## Exercise requirements:
Render the lines starting at the one containing "Locate the ponytail, then" and ending at the last line as a two-column CSV with the header "text" and "answer". Give each text and its answer one row, with each value in its own quoted field and line breaks replaced by spaces.

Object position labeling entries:
** start **
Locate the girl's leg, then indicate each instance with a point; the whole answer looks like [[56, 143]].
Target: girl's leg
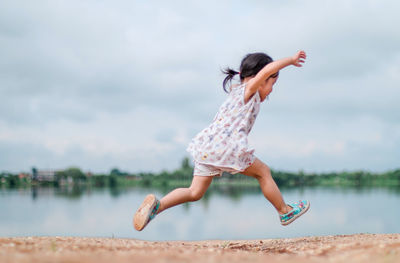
[[182, 195], [262, 173]]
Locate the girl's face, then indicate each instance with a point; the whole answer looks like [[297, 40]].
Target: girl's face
[[266, 88]]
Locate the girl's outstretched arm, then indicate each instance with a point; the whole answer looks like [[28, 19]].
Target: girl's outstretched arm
[[273, 67]]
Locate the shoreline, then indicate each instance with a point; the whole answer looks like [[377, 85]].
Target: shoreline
[[340, 248]]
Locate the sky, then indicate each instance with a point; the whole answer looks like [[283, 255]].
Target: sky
[[127, 84]]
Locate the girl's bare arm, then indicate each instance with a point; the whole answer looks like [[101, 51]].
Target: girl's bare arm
[[271, 68]]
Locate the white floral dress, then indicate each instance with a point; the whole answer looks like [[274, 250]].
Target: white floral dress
[[224, 144]]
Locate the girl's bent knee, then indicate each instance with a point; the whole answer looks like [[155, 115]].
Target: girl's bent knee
[[196, 195]]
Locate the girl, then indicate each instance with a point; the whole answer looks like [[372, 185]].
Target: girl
[[223, 147]]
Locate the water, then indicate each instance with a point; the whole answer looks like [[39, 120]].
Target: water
[[223, 214]]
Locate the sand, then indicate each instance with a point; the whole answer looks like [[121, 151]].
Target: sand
[[343, 248]]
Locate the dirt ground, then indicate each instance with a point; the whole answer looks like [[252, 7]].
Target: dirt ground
[[344, 248]]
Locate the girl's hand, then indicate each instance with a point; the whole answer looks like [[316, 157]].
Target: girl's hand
[[299, 58]]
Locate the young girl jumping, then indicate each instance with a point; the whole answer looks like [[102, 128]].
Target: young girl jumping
[[223, 146]]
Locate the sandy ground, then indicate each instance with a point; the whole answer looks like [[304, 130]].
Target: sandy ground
[[347, 248]]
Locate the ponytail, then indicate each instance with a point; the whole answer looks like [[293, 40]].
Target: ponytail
[[231, 73]]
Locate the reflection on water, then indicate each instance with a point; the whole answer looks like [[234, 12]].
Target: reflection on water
[[223, 213]]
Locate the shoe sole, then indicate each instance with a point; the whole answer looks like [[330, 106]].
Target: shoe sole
[[298, 215], [142, 215]]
** end **
## Solution to this problem:
text,answer
"Locate the ponytail, then indicate each instance with a point; the whole answer looks like [[293, 40]]. Target: ponytail","[[231, 73]]"
"Locate the reflection on water, then indicate each instance with a point; the whole answer looks like [[234, 12]]. Target: reflection on water","[[223, 213]]"
"Locate the shoe sole, then indicate each instance with a point; the whole answer looks like [[330, 106]]. Target: shoe sole","[[298, 215], [142, 215]]"